*** Records supplied Section Begins ***
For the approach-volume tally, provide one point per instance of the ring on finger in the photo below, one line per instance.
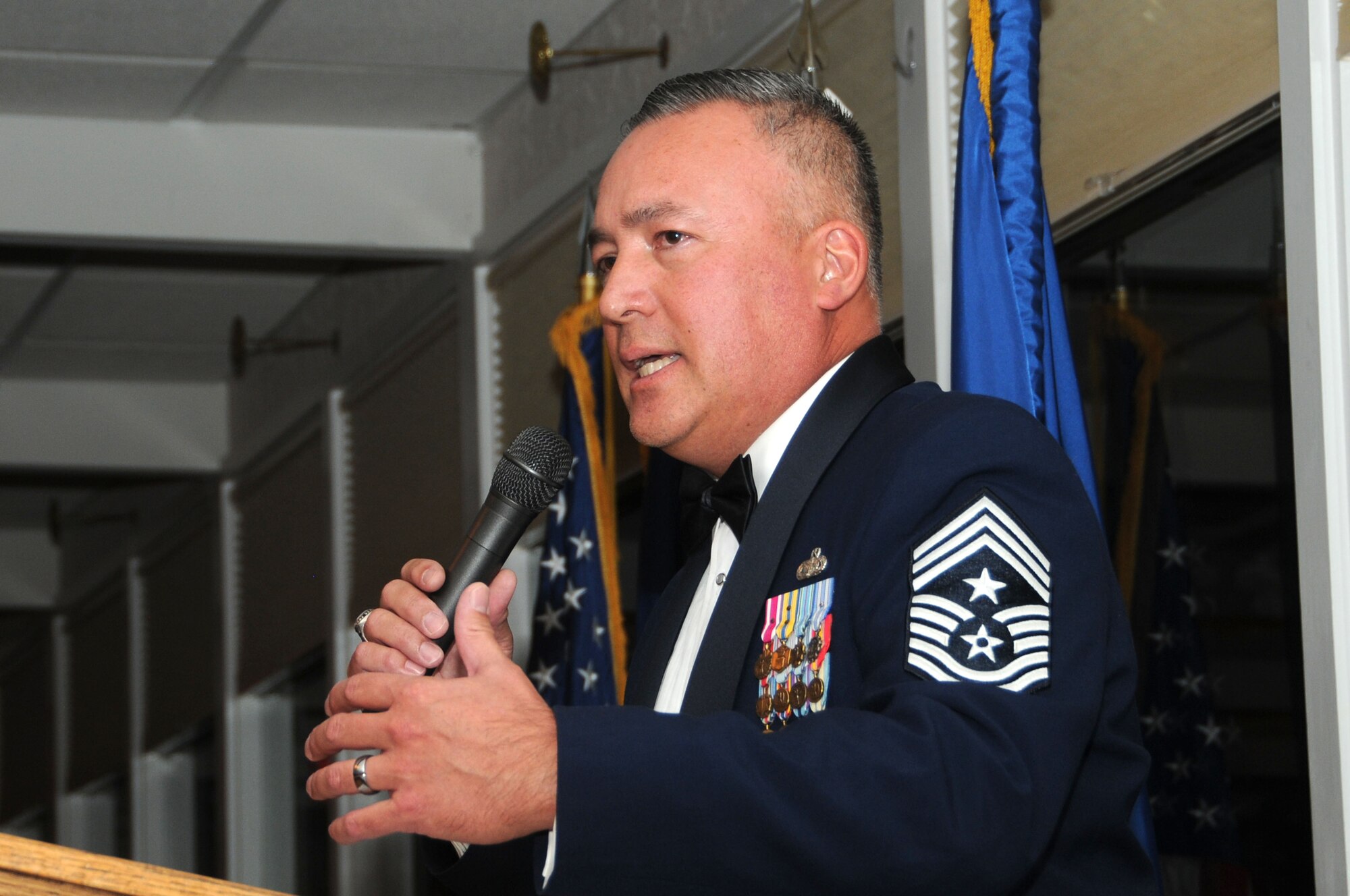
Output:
(358, 774)
(360, 625)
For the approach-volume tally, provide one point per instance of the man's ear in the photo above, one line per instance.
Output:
(840, 264)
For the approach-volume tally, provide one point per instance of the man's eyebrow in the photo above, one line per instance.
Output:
(641, 217)
(646, 214)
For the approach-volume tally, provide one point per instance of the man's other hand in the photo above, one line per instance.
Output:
(472, 759)
(400, 634)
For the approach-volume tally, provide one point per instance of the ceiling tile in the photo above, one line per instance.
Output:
(466, 36)
(18, 288)
(99, 88)
(391, 98)
(67, 360)
(142, 28)
(171, 308)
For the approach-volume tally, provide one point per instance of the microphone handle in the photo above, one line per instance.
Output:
(495, 532)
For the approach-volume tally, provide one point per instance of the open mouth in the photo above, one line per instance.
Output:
(653, 364)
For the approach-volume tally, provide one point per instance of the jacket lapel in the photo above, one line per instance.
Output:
(658, 640)
(871, 374)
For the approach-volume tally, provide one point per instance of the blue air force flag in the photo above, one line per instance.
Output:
(981, 603)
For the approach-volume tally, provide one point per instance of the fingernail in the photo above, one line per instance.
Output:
(434, 624)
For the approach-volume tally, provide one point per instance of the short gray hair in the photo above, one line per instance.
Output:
(819, 138)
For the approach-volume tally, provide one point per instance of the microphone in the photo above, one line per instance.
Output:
(527, 480)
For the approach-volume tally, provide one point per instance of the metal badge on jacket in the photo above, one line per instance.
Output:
(794, 670)
(981, 603)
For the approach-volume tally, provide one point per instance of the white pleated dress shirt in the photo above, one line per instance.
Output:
(765, 455)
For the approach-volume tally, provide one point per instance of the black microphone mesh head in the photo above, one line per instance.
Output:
(534, 469)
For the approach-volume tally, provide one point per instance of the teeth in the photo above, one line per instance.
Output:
(653, 366)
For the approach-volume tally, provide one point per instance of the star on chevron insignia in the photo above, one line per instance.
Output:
(982, 643)
(584, 546)
(981, 551)
(589, 677)
(573, 596)
(551, 619)
(543, 677)
(985, 588)
(557, 565)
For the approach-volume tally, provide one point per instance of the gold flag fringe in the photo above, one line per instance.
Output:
(566, 338)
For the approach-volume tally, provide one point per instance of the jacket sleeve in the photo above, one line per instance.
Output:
(920, 787)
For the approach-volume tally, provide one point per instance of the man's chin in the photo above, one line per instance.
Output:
(655, 431)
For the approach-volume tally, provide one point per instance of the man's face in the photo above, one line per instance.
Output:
(708, 310)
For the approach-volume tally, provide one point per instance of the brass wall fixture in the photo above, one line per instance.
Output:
(242, 349)
(542, 55)
(805, 48)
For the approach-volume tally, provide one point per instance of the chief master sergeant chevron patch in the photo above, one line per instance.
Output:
(981, 603)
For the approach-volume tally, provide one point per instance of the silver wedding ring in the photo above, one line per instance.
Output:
(360, 625)
(358, 774)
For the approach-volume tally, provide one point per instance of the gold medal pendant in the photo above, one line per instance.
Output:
(765, 708)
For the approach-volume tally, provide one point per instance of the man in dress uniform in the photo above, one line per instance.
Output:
(898, 665)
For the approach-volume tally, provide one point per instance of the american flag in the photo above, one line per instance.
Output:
(1189, 785)
(578, 650)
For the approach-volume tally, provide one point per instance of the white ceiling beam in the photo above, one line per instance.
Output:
(241, 186)
(130, 427)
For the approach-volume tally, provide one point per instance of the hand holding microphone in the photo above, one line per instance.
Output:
(411, 634)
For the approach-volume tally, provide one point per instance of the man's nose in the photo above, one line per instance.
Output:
(628, 289)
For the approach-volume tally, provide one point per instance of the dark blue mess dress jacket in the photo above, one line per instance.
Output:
(928, 566)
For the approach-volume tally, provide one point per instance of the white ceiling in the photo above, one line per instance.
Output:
(379, 64)
(391, 64)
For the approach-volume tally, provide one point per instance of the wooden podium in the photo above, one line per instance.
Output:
(33, 868)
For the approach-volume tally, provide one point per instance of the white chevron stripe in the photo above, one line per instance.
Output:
(1029, 679)
(928, 666)
(1027, 609)
(985, 542)
(996, 677)
(943, 604)
(929, 632)
(936, 619)
(986, 523)
(985, 504)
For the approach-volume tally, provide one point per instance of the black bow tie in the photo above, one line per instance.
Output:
(732, 499)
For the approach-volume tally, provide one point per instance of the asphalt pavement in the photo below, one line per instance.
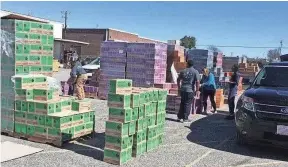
*** Records supplied Section Ends ***
_Exercise details_
Return every line of the listing above that contains "ceiling".

_Exercise output_
For the approach-volume tally, provide one point per instance of the ceiling tile in the photo above, one line per instance.
For the approach-volume tally, provide one point per instance of the white ceiling beam in the photo above, one line per instance.
For the approach-volume tally, provide one point per instance of the white ceiling in the photo above, one line per instance.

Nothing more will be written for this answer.